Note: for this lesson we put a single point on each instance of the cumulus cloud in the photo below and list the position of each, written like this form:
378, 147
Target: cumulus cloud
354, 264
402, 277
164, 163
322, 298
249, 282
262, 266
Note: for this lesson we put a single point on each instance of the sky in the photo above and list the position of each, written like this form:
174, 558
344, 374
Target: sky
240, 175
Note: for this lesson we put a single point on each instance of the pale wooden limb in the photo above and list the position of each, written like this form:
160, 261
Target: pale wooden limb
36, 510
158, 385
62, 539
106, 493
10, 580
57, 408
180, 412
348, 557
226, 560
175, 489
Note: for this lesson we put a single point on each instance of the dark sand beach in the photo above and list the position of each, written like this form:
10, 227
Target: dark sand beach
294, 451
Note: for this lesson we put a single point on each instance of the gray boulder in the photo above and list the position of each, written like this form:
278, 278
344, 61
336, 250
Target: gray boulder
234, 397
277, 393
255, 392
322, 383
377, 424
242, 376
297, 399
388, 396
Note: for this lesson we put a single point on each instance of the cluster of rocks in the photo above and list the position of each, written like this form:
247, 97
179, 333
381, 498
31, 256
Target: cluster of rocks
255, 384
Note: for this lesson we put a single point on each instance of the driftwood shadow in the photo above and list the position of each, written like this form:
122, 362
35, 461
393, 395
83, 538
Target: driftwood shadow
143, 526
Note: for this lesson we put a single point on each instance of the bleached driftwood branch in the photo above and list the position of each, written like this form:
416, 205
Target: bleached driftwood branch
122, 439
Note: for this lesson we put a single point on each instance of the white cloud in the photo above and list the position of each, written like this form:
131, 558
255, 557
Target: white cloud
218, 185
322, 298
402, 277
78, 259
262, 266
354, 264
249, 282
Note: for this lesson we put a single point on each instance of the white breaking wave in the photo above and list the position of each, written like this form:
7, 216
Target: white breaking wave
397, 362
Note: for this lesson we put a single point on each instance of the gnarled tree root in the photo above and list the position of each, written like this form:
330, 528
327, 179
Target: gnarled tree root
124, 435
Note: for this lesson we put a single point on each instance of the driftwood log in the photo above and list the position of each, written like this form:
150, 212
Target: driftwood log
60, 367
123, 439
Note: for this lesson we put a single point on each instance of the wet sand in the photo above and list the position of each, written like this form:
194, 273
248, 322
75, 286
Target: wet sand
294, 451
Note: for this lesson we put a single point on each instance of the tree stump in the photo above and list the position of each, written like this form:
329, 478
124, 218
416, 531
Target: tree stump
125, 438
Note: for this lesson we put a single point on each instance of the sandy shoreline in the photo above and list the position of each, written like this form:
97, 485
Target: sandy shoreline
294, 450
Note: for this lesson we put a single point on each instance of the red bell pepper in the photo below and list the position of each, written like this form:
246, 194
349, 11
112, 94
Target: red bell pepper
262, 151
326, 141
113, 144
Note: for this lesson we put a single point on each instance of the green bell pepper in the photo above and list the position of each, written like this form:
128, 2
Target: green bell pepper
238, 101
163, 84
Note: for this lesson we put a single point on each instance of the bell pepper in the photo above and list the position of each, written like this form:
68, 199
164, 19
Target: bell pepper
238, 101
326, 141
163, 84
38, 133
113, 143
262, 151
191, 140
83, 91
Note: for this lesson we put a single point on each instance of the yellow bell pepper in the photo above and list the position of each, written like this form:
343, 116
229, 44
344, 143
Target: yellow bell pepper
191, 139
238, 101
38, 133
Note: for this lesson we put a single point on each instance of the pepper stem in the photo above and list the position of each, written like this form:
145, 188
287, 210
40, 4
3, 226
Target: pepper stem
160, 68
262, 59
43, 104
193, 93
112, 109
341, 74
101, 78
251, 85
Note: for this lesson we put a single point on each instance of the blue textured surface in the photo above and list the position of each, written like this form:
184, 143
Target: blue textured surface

------------------------------------------------------------------------

**What the task asks**
Write out the records shown above, exactly as they appear.

**Correct output**
Note: for this lesson we put a single point on each instance of the cumulus cloud in the photo below and list the position of each, written like this form:
378, 147
Target: cumulus cloud
354, 264
402, 277
164, 163
322, 298
249, 282
262, 266
Note: for this lesson we put a single point on each instance of the sky in the photo above and list the position of each, written like this form:
174, 558
344, 374
Target: sky
240, 175
Note: for this lesson we put a single point on each instance of the pale wooden limb in the photo above and list the position of each, written like this form:
160, 261
Target: pale wooden limb
36, 510
158, 385
62, 539
106, 493
10, 580
57, 408
180, 412
348, 557
226, 560
175, 489
Note: for this lesson we put a single point on each instance of the dark sand beach in the photo above and list the position of each, written like this form:
10, 227
Target: dark sand beach
294, 451
Note: for this lesson we put a single point on each instance of the gray boulder in the photo above and list the position of each, written like this form:
278, 278
344, 61
336, 250
Target: gray boulder
234, 397
277, 393
255, 392
322, 383
377, 424
242, 376
297, 399
388, 396
Note: for this lesson we put a single point on each instance of the cluster of rocks in the photo above and list the position of each, written like this form:
247, 97
179, 333
381, 498
31, 256
Target: cluster of rocks
255, 384
Note: for this lesson we put a single point on each instance of the driftwood shadow in the photo above and list the position of each, written like this form:
122, 362
35, 461
393, 395
83, 538
Target: driftwood shadow
143, 526
Note: for this lesson we put a single point on each instance of the bleached driftwood branch in the photo above and list the position of each, written like this form:
416, 205
Target: bleached driftwood branch
122, 439
Note: for this lesson we put a single point on each instance of the white cloud in the photo above and list the position of each, written like this form:
131, 558
255, 557
Target: white cloud
218, 185
322, 298
402, 277
78, 259
262, 266
354, 264
249, 282
Note: for this lesson we put a single point on each instance of the white breaking wave in the photo above and list the position of each, written like this form:
7, 216
Target: white breaking wave
397, 362
Note: for this lesson we put a single point on each instance of the gnarled tree root in the photo above and list the position of each, written like this form:
330, 528
327, 179
Target: gnarled tree root
124, 435
Note: for this lesson we put a single point on each instance of the driftwood log in the photo above and list the position of each, written like this form:
150, 212
Target: driftwood log
60, 367
123, 439
Note: for this lesson we put a single point on each instance of the wet sand in the photo above and list the position of each, written like this form:
194, 273
248, 322
75, 286
Target: wet sand
294, 451
Note: for this lesson we put a single point on each instance of the tree stump in the photo above and list the position of each, written like this form:
329, 478
124, 218
416, 531
Target: tree stump
125, 438
Note: for this lesson we put a single point on each instance of the sandy shoreline in the photo above and list the position of each, written like this form:
97, 485
Target: sandy shoreline
294, 450
Note: for this lesson we put a single point on each instance of the red bell pepper in the photo below and list the position of each, written like this form:
246, 194
349, 11
112, 94
Target: red bell pepper
262, 151
326, 141
113, 144
Note: for this lesson we put a single point on each instance of the green bell pepper in the photo above and list the position of each, written like this form:
128, 2
Target: green bell pepper
238, 101
163, 84
Note: for this lesson we put a single point on each instance of the bell pepper in the photo above and list the position of each, written like this form:
68, 199
164, 19
Target: bell pepper
238, 101
326, 141
163, 84
38, 133
113, 143
262, 151
191, 140
83, 91
Note: for this lesson we put a single point on each instance of the yellow bell pepper in the photo above and list the position of each, written like this form:
343, 116
229, 44
344, 143
Target: yellow bell pepper
191, 139
238, 101
38, 133
Note: for this lesson we put a single point on each instance of the pepper stem in the photo above and list the position of each, written like this form:
145, 188
287, 210
40, 4
3, 226
Target: pepper stem
160, 68
262, 59
43, 104
193, 93
112, 109
341, 74
101, 78
251, 85
Note: for this lesson we put a single point on each instance of the blue textured surface in the photo above and list the position of each, written like this form:
184, 143
Target: blue textured surface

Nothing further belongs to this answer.